Start of Document segment
As you can see, the Lady from Euclid had a full life with family, friends, church, a career, and a home, but that is far from the whole story. The part of Kathy’s life that I knew best, and that is her legacy, is her advocacy. As I mentioned, what she learned from her parents was the belief that barriers were never considered. That simply meant that barriers were not a reason to not do something. Instead, either eliminate them or find a way around them. By the 1970’s there was a term for that type of thinking for people with disabilities. That term was Independent Living and working to make it possible for people with disabilities to live independently became the core of her efforts. She began to become involved in activism, including protests to have curb cuts installed in Euclid. In 1980, Kathy and others started Services for Independent Living, which is still based in, where else, but Euclid. Kathy served on the SIL Board for many years including being Board President for a time.
End of Document segment
In the passage about Kathy's advocacy, what organization did Kathy and others start in 1980?
Start of Provided records
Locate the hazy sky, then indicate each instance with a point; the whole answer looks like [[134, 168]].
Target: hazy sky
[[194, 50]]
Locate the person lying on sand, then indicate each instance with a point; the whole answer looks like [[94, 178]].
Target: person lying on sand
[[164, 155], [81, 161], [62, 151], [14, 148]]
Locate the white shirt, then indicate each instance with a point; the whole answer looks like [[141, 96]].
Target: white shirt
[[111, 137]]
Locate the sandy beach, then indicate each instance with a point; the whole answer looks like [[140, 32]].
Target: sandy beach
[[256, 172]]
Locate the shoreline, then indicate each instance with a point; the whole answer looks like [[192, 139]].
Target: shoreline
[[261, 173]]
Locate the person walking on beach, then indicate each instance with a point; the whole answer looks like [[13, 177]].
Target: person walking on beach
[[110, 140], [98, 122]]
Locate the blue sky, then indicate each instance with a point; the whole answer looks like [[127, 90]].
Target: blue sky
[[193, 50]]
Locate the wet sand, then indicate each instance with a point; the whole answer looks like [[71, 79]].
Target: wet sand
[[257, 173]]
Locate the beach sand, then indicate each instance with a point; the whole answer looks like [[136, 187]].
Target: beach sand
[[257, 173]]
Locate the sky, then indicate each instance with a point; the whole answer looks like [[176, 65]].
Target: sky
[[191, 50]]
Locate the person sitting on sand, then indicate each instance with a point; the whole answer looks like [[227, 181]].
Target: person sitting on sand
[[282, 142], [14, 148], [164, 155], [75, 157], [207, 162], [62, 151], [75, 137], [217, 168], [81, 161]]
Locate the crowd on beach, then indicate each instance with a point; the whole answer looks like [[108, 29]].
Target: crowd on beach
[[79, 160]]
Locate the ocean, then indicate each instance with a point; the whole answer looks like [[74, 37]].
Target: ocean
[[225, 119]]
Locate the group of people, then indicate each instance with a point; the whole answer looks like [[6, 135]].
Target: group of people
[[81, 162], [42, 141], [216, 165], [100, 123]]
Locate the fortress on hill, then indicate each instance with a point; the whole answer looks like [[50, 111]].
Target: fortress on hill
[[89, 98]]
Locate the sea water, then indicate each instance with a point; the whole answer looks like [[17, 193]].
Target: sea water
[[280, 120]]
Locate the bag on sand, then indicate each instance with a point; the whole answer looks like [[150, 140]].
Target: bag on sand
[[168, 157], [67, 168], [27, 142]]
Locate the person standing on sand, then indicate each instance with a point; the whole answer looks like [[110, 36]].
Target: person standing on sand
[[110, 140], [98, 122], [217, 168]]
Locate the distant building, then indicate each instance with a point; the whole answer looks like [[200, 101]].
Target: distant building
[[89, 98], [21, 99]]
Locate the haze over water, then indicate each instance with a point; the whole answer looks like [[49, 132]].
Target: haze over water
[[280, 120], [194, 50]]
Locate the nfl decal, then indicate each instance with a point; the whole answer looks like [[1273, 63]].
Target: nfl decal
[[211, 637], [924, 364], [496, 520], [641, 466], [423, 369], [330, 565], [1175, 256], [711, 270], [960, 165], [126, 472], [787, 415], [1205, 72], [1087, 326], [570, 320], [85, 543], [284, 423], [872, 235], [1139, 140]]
End of Provided records
* **Exercise result**:
Services for Independent Living